### TASK TO CARRY OUT
Count the lines in the records below that contain the string "rings", matching case exactly. Reply with only that number.

==== DATASET EXTRACT ====

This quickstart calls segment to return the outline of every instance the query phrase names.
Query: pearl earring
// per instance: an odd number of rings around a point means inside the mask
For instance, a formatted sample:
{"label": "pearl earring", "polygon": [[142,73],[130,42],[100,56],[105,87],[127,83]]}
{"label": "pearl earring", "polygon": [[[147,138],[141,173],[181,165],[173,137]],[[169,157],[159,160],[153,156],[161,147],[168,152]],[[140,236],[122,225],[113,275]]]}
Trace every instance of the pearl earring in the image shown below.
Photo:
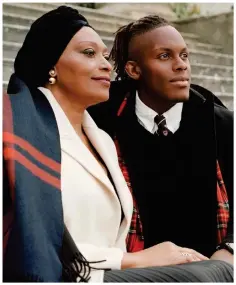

====
==== DATASET EXTRACT ====

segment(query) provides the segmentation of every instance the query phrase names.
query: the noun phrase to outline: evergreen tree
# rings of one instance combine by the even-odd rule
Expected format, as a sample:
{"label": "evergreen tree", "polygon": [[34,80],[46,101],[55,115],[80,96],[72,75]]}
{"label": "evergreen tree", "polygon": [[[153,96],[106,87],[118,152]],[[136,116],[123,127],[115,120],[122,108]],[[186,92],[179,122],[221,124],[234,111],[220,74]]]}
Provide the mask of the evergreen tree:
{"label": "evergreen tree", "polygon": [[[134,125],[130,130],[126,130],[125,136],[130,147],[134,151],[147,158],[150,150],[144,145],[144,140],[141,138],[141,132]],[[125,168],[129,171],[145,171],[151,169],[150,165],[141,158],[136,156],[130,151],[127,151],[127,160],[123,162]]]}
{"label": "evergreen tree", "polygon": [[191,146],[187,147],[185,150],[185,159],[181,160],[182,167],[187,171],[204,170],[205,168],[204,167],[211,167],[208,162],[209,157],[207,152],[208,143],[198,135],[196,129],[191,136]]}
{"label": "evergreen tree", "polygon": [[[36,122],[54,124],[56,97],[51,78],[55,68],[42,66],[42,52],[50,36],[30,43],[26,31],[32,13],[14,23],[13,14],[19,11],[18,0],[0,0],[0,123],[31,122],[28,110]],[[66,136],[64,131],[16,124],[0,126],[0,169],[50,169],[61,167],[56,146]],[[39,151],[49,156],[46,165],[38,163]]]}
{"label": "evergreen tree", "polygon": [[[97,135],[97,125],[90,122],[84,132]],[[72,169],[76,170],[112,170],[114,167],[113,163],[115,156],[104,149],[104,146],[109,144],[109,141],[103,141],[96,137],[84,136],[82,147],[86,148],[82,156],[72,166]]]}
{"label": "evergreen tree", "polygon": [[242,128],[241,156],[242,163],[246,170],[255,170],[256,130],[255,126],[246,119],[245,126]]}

====

### EXERCISE ANSWER
2